Post by scooby on Jul 4, 2013 20:49:50 GMT
I don’t know if it’s of interest to peeps on here to have a wee gander at each other's car histories and interests, perhaps a little bit about their lives - y'know, the sort of stuff you'd probably talk about if you met up - and what brought them to Eagle ownership in the first place? I’d certainly love to hear other people's stories, and have a gander at any unusual cars they may have owned over the years!
Hopefully this will prompt others to reciprocate?
Here’s my tale. There are no particularly fancy cars amongst them, but it might explain why I’m about to become an Eagle RV owner. And if it’s of no interest to you, there’s a contents menu at the top of the page for you to click
The very first car I owned was actually a kit I built myself, a cute li’l Dutton Melos which had a 1.3 Ford Escort Mk2 as a donor. I was around my mid-20s at the time, and had returned to the Isle of Lewis in the Outer Hebrides after having completed a 2-year engineering, followed by a 3-year BioTech, course near Edinburgh (definitely an ‘eternal-student’ theme going on in my life…). I think it's fair to say that this car preserved my sanity.
The endearing little Melos became a bit of an emotional outlet for a few of my friends too; whenever the insular (and somewhat overbearingly religious) life on the Island threatened to become too much to bear, they'd ask to borrow 'Cissie'* and take her for a good thrash around the island’s B and C roads (I doubt there was a single ‘A’ road there at the time…), returning an hour or so later completely de-stressed and at peace with the world again.
(*I thought I was being clever at the time naming it after the mythological ‘Narcissus’, as my yellow Melos was just soooo beautiful. When I continued to have zero success with the opposite sex, it dawned on me that most people probably just assumed I was gay... )
Driving Cissie one day, I came across a tatty-looking car I couldn't identify sitting on a roadside verge outside someone’s house. I 'enquired therin' and discovered it was a Triumph GT6 Mk1 needing a fair bit of work - and the guy wished to sell.
And that's how ‘Cyndi’ joined Cissie in my too-cramped garage. (Why ‘Cyndi’? I used to think that Cyndi Lauper was well cool. I still do...)
The GT6 required a complete restore, and was enjoyed for a few years before being sold to a mate - it's still being very well looked after in a small town near Inverness. I took the Melos with me to London when I moved there in the late 80’s to renovate an old terraced house my bro had just bought.

#### Given data

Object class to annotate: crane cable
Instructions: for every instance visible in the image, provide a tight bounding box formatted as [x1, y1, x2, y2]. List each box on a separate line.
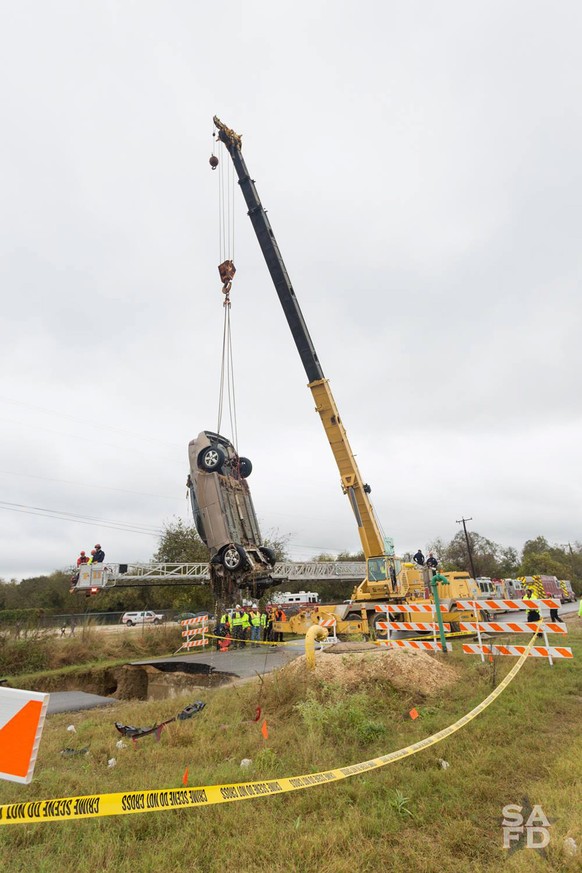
[216, 140, 238, 452]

#### Given task 1
According to the forum post, which car was the donor for the Dutton Melos kit?
#### Given task 2
Copy the forum post word for word, starting at "And that's how" and ending at "had just bought.".
The listing that comes after the forum post is separate material.

#### Exercise answer 1
A 1.3 Ford Escort Mk2.

#### Exercise answer 2
And that's how ‘Cyndi’ joined Cissie in my too-cramped garage. (Why ‘Cyndi’? I used to think that Cyndi Lauper was well cool. I still do...)
The GT6 required a complete restore, and was enjoyed for a few years before being sold to a mate - it's still being very well looked after in a small town near Inverness. I took the Melos with me to London when I moved there in the late 80’s to renovate an old terraced house my bro had just bought.